Which lines in the items below contain the word "frame", with case counting? Report each such line in full.
==========
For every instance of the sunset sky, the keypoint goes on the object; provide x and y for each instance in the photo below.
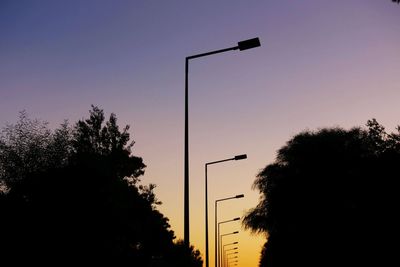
(321, 64)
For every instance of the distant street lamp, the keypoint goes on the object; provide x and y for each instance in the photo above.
(217, 244)
(238, 157)
(229, 244)
(235, 219)
(220, 242)
(243, 45)
(224, 258)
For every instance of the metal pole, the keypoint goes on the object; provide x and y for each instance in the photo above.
(206, 207)
(186, 179)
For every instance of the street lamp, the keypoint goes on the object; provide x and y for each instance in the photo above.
(228, 259)
(238, 157)
(229, 263)
(235, 219)
(243, 45)
(220, 242)
(217, 245)
(229, 244)
(223, 257)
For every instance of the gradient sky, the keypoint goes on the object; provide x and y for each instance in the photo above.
(322, 63)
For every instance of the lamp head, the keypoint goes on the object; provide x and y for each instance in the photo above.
(248, 44)
(239, 157)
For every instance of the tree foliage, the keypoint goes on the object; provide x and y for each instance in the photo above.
(329, 198)
(74, 195)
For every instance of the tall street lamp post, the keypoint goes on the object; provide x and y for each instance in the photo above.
(238, 157)
(217, 245)
(243, 45)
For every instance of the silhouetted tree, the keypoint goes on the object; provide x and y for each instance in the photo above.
(329, 199)
(74, 196)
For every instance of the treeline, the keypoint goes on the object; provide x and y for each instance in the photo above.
(74, 196)
(331, 199)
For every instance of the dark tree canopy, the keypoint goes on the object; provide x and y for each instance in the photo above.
(74, 195)
(330, 197)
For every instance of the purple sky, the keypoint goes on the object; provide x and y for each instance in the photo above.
(321, 63)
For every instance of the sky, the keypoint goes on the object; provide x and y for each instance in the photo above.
(321, 64)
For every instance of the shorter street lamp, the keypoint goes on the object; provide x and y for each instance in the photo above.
(238, 157)
(223, 257)
(229, 244)
(229, 259)
(220, 242)
(217, 243)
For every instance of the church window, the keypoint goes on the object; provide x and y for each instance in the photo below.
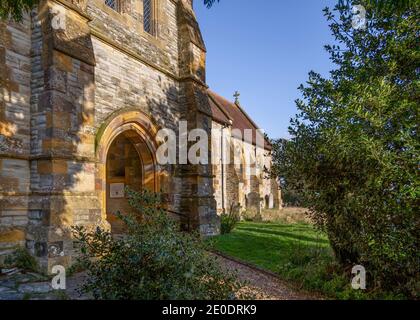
(149, 16)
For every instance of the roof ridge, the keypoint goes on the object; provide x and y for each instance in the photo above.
(218, 105)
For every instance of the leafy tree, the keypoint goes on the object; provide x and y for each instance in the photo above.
(354, 152)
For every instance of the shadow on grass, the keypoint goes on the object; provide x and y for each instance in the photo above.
(285, 234)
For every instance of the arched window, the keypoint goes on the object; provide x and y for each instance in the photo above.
(114, 4)
(149, 16)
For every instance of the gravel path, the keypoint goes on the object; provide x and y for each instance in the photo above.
(262, 285)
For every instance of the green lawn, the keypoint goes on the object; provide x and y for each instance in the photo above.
(296, 252)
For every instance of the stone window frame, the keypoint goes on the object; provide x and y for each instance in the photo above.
(154, 10)
(116, 5)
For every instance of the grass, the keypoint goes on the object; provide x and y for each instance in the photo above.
(296, 252)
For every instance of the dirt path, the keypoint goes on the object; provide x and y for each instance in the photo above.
(263, 285)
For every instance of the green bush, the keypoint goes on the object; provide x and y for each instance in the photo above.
(229, 221)
(21, 259)
(153, 261)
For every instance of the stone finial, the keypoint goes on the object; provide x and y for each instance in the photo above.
(236, 96)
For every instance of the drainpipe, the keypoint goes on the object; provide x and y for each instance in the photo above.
(225, 126)
(223, 169)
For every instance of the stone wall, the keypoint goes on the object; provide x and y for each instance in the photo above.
(241, 186)
(15, 82)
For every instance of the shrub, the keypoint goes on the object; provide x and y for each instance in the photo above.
(153, 261)
(354, 148)
(229, 221)
(21, 259)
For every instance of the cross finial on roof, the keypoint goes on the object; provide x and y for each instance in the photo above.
(237, 95)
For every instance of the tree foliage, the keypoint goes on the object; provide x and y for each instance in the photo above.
(354, 153)
(153, 261)
(15, 9)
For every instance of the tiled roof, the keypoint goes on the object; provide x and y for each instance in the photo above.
(224, 111)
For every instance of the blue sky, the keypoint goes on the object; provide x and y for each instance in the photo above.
(265, 52)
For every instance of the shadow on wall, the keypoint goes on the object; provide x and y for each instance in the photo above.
(64, 180)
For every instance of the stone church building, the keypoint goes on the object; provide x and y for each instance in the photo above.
(85, 86)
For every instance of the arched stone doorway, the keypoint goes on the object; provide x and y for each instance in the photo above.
(126, 152)
(124, 168)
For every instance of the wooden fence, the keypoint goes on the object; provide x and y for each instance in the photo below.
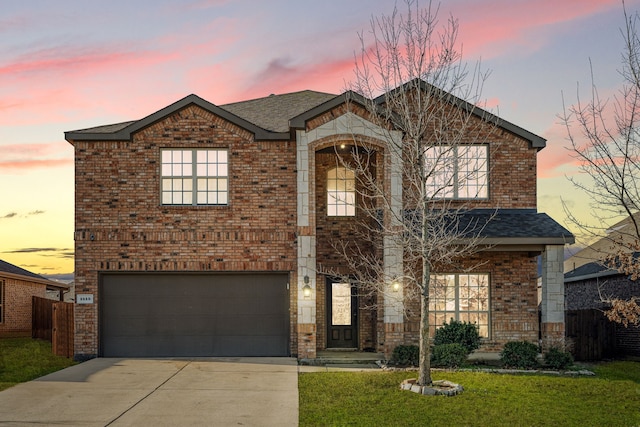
(593, 336)
(53, 321)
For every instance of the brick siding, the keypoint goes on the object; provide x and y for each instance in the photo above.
(121, 225)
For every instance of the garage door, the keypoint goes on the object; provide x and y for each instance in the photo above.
(174, 315)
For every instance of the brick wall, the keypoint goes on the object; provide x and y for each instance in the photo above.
(121, 226)
(513, 299)
(17, 306)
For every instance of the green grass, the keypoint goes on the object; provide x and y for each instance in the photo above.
(24, 359)
(611, 398)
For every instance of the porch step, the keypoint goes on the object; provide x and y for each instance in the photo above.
(336, 357)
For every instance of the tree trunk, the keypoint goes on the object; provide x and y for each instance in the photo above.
(424, 377)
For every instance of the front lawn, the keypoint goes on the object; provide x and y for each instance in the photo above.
(611, 398)
(24, 359)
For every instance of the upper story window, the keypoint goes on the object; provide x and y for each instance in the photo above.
(1, 301)
(463, 297)
(195, 177)
(341, 192)
(457, 172)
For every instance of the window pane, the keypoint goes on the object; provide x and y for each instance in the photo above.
(179, 163)
(201, 156)
(341, 196)
(464, 297)
(341, 304)
(222, 156)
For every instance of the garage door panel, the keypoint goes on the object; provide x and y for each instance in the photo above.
(194, 315)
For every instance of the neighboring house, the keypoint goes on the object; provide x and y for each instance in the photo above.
(622, 232)
(17, 287)
(200, 230)
(585, 289)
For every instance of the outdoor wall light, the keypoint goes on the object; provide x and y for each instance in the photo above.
(306, 291)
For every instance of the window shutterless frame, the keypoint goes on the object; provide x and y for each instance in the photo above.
(341, 192)
(194, 177)
(458, 172)
(2, 286)
(461, 296)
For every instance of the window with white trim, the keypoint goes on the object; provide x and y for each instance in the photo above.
(457, 172)
(194, 177)
(1, 301)
(341, 192)
(462, 297)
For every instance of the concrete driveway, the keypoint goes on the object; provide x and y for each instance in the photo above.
(159, 392)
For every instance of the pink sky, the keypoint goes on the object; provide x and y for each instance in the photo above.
(69, 65)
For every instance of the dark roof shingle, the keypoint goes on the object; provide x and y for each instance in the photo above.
(274, 112)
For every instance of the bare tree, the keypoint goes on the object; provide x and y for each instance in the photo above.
(605, 141)
(411, 83)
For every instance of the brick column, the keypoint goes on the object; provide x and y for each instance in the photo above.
(552, 305)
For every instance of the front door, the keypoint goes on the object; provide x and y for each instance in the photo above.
(342, 312)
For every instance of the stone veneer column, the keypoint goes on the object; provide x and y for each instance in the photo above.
(552, 305)
(347, 124)
(306, 322)
(393, 254)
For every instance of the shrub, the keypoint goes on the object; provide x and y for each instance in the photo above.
(449, 355)
(558, 359)
(519, 354)
(406, 355)
(463, 333)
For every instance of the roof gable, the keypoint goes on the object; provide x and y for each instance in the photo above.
(273, 117)
(275, 111)
(14, 271)
(124, 131)
(534, 140)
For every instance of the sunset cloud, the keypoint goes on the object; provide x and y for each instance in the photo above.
(16, 215)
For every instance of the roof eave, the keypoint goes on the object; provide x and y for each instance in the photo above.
(300, 121)
(125, 133)
(41, 281)
(597, 275)
(535, 141)
(522, 241)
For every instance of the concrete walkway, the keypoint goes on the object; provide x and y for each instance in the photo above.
(159, 392)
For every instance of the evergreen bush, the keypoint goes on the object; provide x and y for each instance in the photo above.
(406, 355)
(519, 354)
(558, 359)
(464, 333)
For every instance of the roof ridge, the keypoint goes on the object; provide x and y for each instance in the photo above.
(278, 95)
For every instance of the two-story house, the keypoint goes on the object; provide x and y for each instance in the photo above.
(200, 231)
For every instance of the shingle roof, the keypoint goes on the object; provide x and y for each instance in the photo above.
(513, 226)
(592, 270)
(272, 117)
(524, 223)
(273, 112)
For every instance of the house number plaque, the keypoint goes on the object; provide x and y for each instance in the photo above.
(84, 299)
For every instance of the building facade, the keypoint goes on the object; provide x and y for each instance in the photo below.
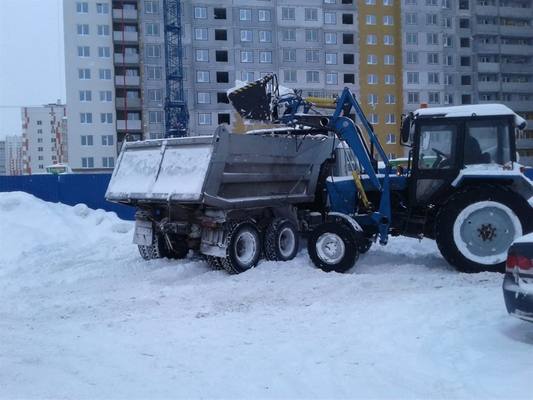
==========
• [TASK RESULT]:
For every instance of the stone window frame, the keypoint goes on the object; provide x and y for each instance in the photo above.
For every instance of the window shutterless frame, the keypoint goes on the object; provide x and y for each instance in the photo above.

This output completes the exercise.